__What needs to be done__. Exact duplicates of all the records are needed.
START Material supplied
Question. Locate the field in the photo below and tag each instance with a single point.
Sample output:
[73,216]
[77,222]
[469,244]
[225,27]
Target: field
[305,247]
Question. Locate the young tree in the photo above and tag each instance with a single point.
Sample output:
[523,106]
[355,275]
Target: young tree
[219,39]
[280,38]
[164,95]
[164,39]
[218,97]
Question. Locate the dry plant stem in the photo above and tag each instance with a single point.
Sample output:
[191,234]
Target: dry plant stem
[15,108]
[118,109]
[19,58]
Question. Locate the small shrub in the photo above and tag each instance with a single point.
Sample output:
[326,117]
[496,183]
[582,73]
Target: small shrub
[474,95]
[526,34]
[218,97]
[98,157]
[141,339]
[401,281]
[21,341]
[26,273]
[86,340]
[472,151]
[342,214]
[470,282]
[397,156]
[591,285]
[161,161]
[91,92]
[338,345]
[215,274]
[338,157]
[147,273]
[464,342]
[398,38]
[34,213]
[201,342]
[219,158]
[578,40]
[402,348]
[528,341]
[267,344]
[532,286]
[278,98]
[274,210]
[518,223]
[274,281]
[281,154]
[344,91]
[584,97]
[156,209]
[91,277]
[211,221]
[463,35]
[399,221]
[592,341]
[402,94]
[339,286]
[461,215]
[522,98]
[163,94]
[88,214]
END Material supplied
__Answer space__.
Question. Locate the field in the photo below and tag each instance with a single point.
Sample output:
[73,216]
[77,222]
[469,244]
[225,27]
Target: field
[305,247]
Question. Locate the young tree in the photo above and tag each instance with a single point.
Sample output:
[523,106]
[355,275]
Target: young tree
[219,39]
[280,38]
[164,95]
[164,39]
[218,97]
Question. Locate the dry plant stem in the photo above and tag each instance with a single point.
Sample output:
[191,234]
Target: dry plant stem
[15,108]
[118,109]
[19,58]
Question. Locate the small shrub in the photo above and tag each instance with a single point.
Sample output:
[326,117]
[496,183]
[582,73]
Target: small shrub
[474,95]
[526,34]
[218,97]
[98,157]
[141,339]
[401,281]
[21,341]
[26,273]
[86,340]
[472,151]
[342,214]
[470,282]
[397,156]
[591,285]
[161,161]
[91,92]
[338,345]
[215,274]
[338,157]
[147,273]
[464,342]
[398,38]
[34,213]
[201,342]
[219,158]
[578,40]
[402,348]
[528,341]
[267,344]
[532,286]
[278,98]
[274,210]
[518,223]
[274,281]
[281,154]
[344,91]
[584,97]
[156,209]
[91,277]
[211,221]
[463,35]
[399,221]
[592,341]
[402,94]
[339,286]
[461,215]
[522,98]
[163,94]
[88,214]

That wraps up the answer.